▶ _Text section_:
*****

Inflationary Increase

“The previous $15 million capital and surplus requirement has been in place since the ’90s, so is not near as meaningful in guaranteeing financial solvency of surplus line insurers today. This is a needed inflationary increase.”

—Ted Pierce, executive director of the Surplus Line Association of California, commenting on a surplus line capital requirement bill Gov. Arnold Schwarzenegger recently signed into law. The new law requires the total capital and surplus requirements for nonadmitted insurers in California to be at least $45 million, up from $15 million. The law requires $25 million of this amount to be held in forms that meet the requirements of Department of Insurance statutes relative to the general investment law. AB 1708 also authorizes the balance of the required minimum capital to be held in instruments that are allowable under either the General Investments Law or the Excess Funds Investments Law.

No Demonstrated Need

“Such a requirement would be inconsistent with how utilization review is conducted in other areas of medicine and not in line with best practices nationwide. The proponents of this measure have not demonstrated a need for this disparity in treatment.”

—Gov. Arnold Schwarzenegger, on why he vetoed a workers’ compensation measure (AB 933) that would have required a physician who conducts a utilization review of workers’ comp medical treatment to be licensed in California.

Political Influence

“Californians need an insurance commissioner who is independent of insurance industry influence and both candidates should call on the insurance industry to stay out of this race.”

—Douglas Heller, Consumer Watchdog executive director. Heller’s group believes that the insurance industry is planning to spend between $5 million and $10 million to defeat California insurance commissioner candidate Dave Jones and elect his opponent Mike Villines through the JobsPAC committee. Villines says any money given to him by insurance organizations has been returned.

Challenges Continue

“The KPMG survey findings reflect an expectation that many of the challenges insurance executives have faced in terms of financial performance over these past two years will likely persist. In addition to the economic challenges, executives have clearly told us that regulatory changes, including the recently passed Dodd-Frank reform package, add to the complexity of the landscape they must navigate.”

—Scott Marcello, KPMG’s national leader for Financial Services and Insurance, commenting on a survey his company conducted for its 22nd Annual Insurance Industry Conference. U.S. insurance executives reported that despite improving market conditions, they remained concerned about their company’s performance and the industry’s ability to generate underwriting profit. Only 41 percent of executives surveyed expect their company to perform above expectations next year.

*****

▶ _Records supplied_:
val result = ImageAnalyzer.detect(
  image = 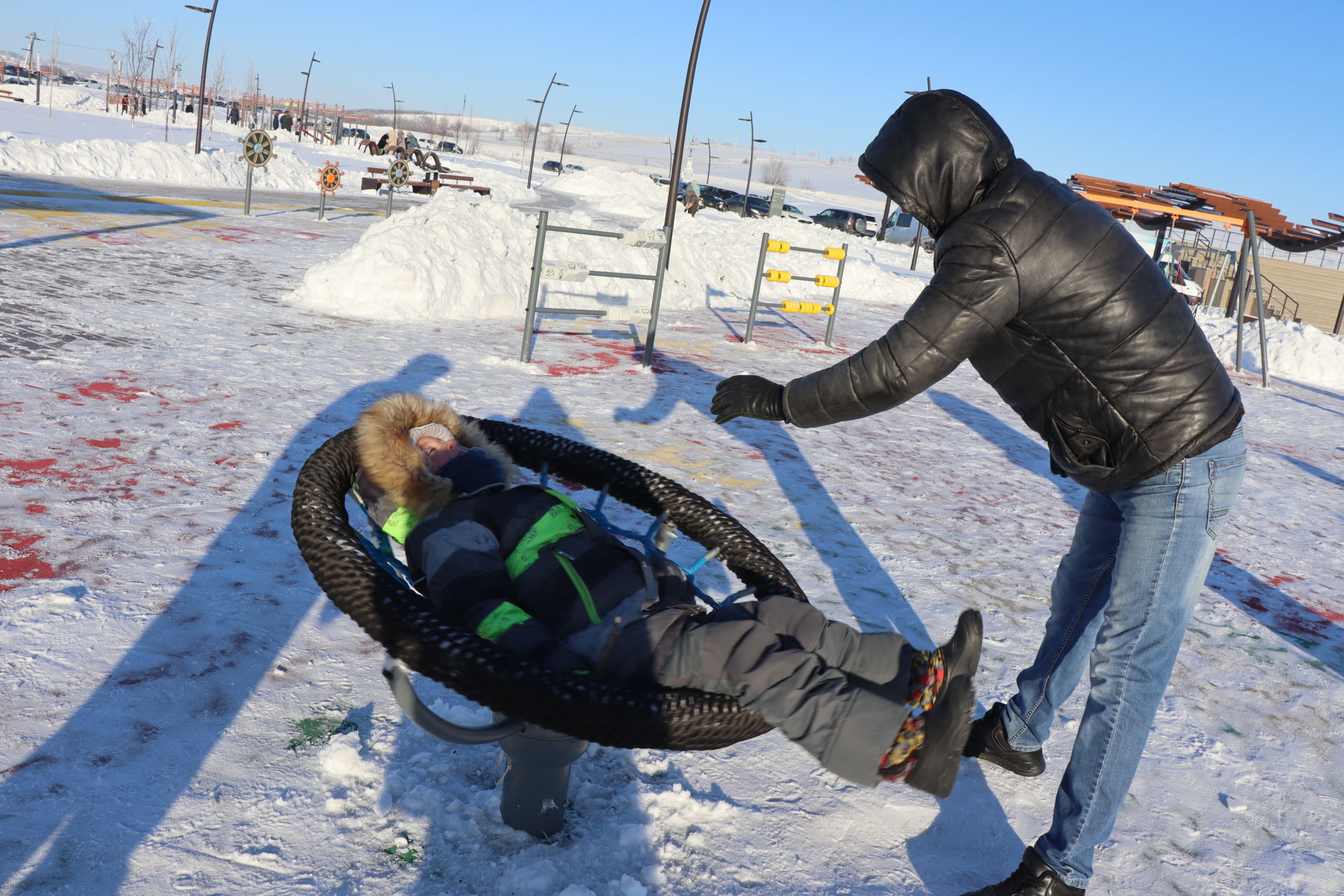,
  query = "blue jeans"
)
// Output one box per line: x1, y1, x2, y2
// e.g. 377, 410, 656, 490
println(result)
1004, 427, 1246, 887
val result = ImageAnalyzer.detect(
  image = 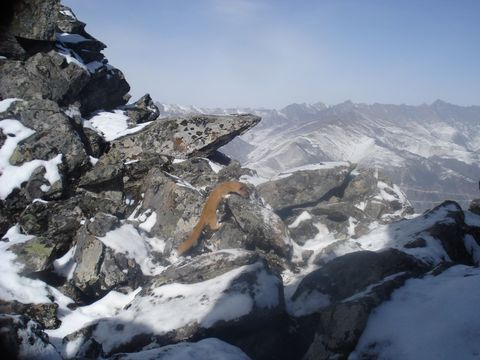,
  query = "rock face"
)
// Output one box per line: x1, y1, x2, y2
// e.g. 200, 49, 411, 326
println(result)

*****

▶ _Problems and tasks_:
(a) In the insurance quotes page, give the part that opens with "No Demonstrated Need" and closes with "licensed in California." again, with "utilization review" replaced by "medical review".
(b) Translate this sentence from the insurance quotes page into Spanish: "Villines says any money given to him by insurance organizations has been returned."
(c) In the insurance quotes page, what share of the executives surveyed expect their company to perform above expectations next year?

▶ _Solutions to the exercise_:
(a)
No Demonstrated Need

“Such a requirement would be inconsistent with how medical review is conducted in other areas of medicine and not in line with best practices nationwide. The proponents of this measure have not demonstrated a need for this disparity in treatment.”

—Gov. Arnold Schwarzenegger, on why he vetoed a workers’ compensation measure (AB 933) that would have required a physician who conducts a medical review of workers’ comp medical treatment to be licensed in California.

(b) Villines dice que todo el dinero que le dieron organizaciones de seguros ha sido devuelto.

(c) 41 percent.